● **Exercise**
Copy the items verbatim, starting with their first line and ending with the line that contains "[[1160, 346]]".

● **Excerpted data**
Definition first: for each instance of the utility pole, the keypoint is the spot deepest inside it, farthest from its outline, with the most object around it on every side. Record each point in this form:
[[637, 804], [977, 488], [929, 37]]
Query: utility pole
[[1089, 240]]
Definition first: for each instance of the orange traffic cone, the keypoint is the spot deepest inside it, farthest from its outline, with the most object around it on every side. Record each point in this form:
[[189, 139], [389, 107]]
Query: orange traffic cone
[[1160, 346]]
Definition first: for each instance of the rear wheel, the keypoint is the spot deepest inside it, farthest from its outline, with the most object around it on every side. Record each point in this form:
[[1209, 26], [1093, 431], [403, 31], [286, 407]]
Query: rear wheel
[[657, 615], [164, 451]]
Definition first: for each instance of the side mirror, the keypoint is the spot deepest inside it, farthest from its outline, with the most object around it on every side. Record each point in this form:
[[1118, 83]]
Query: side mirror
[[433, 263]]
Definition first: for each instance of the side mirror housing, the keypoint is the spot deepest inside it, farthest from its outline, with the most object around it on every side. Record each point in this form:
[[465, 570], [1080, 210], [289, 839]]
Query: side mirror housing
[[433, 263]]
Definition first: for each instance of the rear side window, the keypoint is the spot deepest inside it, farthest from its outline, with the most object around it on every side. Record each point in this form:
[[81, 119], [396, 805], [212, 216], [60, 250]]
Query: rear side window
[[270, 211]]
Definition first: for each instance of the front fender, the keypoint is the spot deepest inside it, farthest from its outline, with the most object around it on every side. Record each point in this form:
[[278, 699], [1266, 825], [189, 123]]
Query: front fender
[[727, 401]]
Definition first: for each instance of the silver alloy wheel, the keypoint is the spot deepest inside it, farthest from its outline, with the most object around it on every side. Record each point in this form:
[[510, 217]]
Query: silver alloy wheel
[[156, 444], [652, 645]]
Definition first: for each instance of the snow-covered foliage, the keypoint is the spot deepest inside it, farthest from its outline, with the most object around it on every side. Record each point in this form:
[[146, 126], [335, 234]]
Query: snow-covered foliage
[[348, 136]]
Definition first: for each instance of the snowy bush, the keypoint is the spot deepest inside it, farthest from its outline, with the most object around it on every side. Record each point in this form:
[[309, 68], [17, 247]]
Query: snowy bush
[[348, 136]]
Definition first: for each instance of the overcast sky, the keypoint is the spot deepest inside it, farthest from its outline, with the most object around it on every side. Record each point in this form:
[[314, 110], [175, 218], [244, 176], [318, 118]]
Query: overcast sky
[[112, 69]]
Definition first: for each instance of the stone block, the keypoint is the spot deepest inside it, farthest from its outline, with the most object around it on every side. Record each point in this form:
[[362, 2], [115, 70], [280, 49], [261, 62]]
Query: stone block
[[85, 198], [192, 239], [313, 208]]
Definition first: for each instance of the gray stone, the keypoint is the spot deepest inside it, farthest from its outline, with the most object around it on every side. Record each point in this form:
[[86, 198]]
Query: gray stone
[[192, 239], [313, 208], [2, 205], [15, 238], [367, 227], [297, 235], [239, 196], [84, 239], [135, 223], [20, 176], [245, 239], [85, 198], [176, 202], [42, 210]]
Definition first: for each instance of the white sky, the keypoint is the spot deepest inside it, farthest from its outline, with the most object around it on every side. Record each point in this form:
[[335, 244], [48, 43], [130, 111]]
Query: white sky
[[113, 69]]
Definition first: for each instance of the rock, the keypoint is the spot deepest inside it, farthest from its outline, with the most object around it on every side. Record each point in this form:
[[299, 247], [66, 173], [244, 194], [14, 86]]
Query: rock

● **Written solution**
Definition first: for each instance of the utility pole, the keypoint is the spot deepest inside it, farthest from its outline, with the most object around it on every side. Record each point in this form:
[[637, 804], [977, 488], [929, 37]]
Query: utility pole
[[1089, 240]]
Definition first: for each instance of the orange traffic cone, the keypoint is the spot deepest inside it, farthest from its outline, with the most object around it on every side. Record each point in this form:
[[189, 139], [389, 107]]
Query: orange traffic cone
[[1160, 346]]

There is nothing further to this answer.